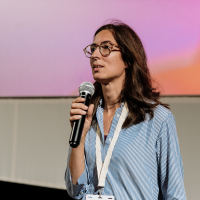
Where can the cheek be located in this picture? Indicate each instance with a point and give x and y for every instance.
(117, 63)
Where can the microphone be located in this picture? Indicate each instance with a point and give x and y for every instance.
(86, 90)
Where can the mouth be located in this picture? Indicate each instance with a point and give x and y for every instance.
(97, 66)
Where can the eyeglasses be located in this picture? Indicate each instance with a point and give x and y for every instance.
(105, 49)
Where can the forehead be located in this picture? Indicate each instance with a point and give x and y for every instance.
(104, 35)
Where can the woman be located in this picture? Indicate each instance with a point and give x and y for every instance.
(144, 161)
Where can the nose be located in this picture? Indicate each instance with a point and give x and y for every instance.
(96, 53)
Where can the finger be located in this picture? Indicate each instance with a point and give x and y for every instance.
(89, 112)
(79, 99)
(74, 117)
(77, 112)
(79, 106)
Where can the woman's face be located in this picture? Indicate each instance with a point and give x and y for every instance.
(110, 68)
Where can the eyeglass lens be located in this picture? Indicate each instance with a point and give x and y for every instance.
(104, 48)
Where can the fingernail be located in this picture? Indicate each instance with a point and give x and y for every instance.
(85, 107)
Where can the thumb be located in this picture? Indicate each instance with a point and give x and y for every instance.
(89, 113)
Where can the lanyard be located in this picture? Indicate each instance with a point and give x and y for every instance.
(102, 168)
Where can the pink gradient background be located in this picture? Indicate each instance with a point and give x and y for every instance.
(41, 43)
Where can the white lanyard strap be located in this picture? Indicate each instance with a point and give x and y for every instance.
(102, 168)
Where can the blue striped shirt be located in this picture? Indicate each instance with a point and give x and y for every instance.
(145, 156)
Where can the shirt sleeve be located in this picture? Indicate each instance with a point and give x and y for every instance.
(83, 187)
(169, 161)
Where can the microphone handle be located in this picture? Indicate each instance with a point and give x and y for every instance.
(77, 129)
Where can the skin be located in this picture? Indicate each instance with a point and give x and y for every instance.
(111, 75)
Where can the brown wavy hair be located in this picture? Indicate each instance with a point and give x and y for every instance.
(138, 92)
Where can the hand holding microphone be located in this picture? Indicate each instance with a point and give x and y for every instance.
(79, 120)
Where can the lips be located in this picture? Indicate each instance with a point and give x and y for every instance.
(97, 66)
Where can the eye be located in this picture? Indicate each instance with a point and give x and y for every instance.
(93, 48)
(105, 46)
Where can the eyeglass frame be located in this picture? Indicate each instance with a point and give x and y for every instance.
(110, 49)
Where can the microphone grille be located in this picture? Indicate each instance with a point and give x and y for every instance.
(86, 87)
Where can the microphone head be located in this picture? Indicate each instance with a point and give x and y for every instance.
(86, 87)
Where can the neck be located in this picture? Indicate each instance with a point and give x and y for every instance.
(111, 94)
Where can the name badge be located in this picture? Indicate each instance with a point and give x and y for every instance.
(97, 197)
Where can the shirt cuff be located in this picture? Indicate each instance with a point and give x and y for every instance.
● ● ● ● ●
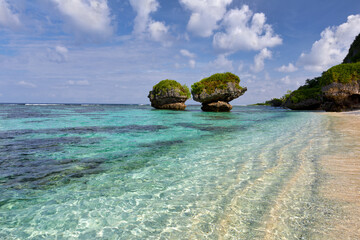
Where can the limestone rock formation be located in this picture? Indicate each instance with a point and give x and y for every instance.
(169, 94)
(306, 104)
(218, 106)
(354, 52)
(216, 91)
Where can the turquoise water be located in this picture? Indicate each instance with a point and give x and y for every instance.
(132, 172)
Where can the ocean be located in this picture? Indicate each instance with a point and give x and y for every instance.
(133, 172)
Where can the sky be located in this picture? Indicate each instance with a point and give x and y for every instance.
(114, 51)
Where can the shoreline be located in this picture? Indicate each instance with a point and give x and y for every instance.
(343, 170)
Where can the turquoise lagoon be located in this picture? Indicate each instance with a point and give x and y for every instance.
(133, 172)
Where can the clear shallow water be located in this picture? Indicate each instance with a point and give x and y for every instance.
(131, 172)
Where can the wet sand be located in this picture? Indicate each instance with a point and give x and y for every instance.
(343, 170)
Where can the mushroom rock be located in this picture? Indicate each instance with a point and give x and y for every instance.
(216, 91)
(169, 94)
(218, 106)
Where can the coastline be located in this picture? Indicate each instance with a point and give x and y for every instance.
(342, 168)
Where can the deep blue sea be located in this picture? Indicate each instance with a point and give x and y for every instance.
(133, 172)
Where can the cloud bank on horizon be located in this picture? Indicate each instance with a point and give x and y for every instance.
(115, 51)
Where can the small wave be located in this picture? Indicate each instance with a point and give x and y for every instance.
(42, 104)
● ● ● ● ●
TASK GOAL:
With the line holding "Where can the name" as the first and the line holding "Where can the shirt cuff" as the last, please transcribe exactly the lines of the material above in that range and nothing else.

OUTPUT FOR THIS TASK:
Where can the name badge be located in this picture? Indicate each instance with a point and give x and y for every instance.
(97, 197)
Where can the shirt cuff be located in this picture? Indicate each instance with a point and give x and y for every instance.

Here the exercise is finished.